What to work on:
Take the records below from their first line to the line with "Task: tag every instance of the rectangular", and restate those lines word for word.

:: Data for processing

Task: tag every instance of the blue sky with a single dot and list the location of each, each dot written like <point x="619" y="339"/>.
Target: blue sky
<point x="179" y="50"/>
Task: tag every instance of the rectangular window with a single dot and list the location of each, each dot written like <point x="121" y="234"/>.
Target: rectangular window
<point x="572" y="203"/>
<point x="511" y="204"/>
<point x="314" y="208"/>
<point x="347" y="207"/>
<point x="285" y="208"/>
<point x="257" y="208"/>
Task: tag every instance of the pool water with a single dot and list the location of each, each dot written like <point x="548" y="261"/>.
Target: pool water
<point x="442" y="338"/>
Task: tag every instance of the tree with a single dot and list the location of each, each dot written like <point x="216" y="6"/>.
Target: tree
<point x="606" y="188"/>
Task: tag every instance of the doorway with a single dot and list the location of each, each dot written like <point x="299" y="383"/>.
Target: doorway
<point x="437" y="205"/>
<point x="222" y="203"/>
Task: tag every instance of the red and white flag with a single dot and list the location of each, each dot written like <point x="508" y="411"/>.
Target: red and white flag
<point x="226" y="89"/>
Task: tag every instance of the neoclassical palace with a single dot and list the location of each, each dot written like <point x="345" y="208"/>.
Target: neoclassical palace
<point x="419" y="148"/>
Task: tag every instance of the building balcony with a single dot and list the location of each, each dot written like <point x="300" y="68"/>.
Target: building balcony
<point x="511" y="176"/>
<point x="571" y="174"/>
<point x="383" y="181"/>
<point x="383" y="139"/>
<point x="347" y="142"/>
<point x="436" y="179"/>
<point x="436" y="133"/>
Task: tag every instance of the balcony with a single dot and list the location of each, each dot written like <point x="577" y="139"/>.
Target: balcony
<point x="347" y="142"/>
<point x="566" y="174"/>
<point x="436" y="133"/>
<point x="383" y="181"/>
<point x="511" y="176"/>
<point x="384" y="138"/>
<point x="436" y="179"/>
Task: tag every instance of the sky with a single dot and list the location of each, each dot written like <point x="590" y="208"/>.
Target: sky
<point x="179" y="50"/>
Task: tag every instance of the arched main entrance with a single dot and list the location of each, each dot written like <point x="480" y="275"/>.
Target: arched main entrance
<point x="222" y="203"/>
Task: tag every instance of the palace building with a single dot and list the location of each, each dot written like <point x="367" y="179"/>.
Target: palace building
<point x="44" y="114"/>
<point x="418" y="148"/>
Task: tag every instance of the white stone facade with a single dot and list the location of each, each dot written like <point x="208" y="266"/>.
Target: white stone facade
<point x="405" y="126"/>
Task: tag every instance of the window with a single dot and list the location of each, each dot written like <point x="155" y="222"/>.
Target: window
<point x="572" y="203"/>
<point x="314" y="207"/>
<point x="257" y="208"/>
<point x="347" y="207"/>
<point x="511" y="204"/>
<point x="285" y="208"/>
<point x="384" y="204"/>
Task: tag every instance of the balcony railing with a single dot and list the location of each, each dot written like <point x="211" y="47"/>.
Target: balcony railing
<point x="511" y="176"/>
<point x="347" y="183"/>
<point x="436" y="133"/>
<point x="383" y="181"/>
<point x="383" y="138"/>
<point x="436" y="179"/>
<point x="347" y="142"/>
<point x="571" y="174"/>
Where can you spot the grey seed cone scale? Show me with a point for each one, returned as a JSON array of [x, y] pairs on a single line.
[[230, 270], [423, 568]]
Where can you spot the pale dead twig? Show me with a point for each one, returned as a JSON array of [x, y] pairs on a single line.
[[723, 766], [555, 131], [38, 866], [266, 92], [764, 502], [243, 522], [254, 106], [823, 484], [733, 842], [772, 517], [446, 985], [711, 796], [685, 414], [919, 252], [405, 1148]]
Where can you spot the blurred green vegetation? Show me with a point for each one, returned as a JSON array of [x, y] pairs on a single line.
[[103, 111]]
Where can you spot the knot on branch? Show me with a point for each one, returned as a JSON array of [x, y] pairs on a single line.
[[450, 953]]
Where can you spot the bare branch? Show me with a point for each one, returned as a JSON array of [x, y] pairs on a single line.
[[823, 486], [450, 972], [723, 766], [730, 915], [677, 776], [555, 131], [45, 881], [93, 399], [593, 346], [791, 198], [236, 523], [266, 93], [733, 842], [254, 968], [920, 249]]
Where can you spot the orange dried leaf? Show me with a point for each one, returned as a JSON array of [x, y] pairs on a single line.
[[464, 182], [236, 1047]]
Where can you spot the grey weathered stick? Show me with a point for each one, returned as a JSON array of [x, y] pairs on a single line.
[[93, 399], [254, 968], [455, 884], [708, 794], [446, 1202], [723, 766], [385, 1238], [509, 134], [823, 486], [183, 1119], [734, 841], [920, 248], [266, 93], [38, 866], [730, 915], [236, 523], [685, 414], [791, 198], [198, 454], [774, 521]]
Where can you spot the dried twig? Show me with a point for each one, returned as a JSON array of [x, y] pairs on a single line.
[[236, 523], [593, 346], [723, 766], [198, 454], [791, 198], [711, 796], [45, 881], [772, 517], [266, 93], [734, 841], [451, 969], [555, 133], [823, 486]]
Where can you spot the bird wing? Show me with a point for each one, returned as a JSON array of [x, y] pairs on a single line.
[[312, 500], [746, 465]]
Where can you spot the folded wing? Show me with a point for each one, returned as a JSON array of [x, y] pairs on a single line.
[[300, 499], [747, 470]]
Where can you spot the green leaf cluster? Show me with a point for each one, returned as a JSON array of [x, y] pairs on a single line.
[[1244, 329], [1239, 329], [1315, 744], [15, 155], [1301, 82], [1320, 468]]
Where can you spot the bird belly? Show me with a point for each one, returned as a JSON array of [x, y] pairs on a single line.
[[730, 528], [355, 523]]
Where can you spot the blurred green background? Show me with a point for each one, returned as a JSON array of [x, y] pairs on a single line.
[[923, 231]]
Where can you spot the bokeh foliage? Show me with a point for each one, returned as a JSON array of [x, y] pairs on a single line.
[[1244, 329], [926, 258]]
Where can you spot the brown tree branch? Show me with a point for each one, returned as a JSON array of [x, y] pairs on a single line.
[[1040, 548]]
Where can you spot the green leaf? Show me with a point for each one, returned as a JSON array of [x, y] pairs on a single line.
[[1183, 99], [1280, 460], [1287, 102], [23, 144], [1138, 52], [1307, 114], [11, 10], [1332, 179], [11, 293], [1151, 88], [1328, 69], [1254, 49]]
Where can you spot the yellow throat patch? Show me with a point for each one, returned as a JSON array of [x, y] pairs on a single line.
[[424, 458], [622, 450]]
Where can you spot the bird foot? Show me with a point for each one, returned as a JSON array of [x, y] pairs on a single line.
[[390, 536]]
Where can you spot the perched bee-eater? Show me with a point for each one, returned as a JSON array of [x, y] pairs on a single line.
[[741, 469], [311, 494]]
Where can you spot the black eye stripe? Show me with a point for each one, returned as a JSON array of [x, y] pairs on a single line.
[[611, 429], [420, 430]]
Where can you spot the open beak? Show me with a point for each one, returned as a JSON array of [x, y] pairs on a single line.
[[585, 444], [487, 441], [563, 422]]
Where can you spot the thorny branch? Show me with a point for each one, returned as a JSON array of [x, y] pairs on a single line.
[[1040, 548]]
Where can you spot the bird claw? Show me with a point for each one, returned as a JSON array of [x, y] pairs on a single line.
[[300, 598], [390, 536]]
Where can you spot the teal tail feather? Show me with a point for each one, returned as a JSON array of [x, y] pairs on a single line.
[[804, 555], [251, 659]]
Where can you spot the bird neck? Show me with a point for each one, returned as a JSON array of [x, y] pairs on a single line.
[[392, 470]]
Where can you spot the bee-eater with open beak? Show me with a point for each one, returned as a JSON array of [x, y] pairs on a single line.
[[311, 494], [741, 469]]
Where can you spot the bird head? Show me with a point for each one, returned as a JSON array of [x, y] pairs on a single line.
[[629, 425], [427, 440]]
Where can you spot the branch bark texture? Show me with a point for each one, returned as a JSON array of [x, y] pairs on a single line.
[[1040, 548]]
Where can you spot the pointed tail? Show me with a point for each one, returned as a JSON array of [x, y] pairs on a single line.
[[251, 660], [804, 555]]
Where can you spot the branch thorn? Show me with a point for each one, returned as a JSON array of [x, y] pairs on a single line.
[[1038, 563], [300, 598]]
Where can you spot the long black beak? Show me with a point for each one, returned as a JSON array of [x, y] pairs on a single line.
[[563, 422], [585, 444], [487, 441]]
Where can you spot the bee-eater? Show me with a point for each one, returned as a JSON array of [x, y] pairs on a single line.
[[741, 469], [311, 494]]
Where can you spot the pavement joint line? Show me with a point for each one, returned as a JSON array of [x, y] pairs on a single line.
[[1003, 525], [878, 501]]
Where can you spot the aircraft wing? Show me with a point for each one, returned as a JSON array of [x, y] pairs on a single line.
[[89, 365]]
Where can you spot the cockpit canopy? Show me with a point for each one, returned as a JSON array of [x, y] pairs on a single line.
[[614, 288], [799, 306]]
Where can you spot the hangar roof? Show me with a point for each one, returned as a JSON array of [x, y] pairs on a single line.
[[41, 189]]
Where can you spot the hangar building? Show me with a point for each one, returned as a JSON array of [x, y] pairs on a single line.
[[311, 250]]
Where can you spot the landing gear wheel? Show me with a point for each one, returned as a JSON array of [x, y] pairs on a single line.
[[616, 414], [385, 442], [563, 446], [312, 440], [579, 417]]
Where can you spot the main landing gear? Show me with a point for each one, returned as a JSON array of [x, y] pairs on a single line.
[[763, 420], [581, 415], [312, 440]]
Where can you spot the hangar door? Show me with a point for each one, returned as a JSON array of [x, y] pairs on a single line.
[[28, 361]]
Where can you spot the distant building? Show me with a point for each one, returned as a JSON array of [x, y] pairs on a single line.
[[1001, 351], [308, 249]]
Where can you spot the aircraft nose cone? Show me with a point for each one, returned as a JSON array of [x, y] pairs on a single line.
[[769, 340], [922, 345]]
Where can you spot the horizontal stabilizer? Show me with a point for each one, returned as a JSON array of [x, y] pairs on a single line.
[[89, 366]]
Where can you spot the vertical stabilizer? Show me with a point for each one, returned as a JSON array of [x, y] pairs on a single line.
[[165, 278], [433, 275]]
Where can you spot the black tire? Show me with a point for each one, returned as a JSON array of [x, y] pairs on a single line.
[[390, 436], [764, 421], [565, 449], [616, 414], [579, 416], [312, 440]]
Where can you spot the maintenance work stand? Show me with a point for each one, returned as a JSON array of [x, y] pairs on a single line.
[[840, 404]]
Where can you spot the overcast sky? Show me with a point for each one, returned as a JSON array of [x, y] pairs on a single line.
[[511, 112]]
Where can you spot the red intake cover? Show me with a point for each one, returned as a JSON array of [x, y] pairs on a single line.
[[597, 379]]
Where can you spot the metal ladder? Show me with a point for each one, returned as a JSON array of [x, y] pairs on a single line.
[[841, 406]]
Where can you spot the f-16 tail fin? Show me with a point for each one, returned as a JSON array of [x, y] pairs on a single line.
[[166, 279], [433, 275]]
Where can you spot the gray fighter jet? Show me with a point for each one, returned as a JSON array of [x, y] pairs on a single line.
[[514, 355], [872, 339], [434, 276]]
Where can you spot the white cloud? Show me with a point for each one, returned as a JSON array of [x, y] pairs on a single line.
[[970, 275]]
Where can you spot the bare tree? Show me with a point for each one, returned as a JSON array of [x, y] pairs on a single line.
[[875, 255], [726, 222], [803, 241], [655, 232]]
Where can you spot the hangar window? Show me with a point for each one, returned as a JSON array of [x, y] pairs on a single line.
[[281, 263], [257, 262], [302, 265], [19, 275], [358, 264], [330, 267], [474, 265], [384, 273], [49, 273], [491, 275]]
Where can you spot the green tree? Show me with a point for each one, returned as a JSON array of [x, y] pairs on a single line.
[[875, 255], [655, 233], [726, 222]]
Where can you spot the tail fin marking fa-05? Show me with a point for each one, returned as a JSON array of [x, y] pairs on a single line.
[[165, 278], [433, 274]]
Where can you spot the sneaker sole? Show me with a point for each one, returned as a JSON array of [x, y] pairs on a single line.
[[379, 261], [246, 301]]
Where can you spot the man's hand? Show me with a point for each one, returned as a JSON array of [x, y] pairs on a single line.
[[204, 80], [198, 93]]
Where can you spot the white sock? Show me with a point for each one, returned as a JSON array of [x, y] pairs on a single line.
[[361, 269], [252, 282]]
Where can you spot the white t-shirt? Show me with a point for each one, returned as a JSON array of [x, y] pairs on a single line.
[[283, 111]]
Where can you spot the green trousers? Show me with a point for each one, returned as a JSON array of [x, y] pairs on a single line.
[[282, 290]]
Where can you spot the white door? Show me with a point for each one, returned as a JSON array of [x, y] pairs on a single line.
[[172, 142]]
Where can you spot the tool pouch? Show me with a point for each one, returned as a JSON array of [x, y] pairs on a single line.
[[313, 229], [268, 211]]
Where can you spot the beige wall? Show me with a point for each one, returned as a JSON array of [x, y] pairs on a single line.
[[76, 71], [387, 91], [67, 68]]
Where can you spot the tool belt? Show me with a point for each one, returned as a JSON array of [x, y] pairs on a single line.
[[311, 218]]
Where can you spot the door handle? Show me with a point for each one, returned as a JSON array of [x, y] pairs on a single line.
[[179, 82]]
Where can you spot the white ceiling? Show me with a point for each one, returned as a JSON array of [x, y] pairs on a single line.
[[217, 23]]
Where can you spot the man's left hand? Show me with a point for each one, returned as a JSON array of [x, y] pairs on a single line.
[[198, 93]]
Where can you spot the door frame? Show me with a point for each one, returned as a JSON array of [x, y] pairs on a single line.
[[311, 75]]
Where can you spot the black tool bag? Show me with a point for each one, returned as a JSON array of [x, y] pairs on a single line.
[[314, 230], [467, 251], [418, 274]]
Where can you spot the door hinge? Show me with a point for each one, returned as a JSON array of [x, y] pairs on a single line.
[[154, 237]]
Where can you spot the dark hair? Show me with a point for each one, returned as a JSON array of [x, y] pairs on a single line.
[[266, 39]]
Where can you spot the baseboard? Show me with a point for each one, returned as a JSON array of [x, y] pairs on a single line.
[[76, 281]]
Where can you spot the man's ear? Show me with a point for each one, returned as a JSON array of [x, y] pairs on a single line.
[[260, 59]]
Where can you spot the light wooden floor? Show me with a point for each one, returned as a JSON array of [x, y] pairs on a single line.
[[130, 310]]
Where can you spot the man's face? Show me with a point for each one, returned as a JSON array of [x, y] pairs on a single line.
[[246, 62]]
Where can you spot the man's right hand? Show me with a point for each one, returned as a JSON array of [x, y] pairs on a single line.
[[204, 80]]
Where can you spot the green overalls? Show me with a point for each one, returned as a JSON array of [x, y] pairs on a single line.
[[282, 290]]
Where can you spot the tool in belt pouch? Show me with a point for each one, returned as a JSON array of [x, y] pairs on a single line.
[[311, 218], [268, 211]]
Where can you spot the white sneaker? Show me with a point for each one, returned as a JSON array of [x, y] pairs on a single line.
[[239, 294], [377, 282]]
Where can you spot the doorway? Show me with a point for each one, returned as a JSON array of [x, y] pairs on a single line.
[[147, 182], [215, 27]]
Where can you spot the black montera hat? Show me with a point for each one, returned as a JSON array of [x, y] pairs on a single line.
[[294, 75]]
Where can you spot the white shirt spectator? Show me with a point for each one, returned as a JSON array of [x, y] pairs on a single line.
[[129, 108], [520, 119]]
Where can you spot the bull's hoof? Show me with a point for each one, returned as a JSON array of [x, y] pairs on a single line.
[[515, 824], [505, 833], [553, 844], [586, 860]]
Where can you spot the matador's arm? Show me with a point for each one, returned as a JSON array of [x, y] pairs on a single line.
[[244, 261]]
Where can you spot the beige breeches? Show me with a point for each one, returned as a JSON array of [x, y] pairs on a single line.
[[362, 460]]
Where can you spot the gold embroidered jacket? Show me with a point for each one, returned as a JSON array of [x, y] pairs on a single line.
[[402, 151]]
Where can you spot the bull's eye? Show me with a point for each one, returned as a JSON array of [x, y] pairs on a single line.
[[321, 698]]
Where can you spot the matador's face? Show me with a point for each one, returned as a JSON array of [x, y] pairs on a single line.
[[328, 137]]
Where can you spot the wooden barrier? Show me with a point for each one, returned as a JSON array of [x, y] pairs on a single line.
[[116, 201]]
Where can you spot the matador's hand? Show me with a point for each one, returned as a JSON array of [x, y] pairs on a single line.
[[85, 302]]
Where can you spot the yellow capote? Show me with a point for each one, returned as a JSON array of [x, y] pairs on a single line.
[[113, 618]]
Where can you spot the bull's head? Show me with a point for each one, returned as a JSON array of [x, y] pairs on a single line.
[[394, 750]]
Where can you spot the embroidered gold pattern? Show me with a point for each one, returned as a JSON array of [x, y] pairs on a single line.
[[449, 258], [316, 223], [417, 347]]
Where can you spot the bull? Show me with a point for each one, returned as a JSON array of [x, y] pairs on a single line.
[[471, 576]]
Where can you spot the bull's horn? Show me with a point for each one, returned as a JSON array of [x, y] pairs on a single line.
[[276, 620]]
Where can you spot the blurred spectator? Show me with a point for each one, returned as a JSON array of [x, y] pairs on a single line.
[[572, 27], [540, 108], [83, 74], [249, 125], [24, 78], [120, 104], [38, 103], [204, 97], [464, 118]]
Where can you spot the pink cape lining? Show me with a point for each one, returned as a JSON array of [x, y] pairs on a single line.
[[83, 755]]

::::

Task solution:
Task: tag every instance of the blue sky with a single dot and list the location of each, each dot written like <point x="619" y="339"/>.
Target: blue sky
<point x="179" y="50"/>
Task: tag every instance of the rectangular window with a single dot and list the location of each, each dot written like <point x="121" y="234"/>.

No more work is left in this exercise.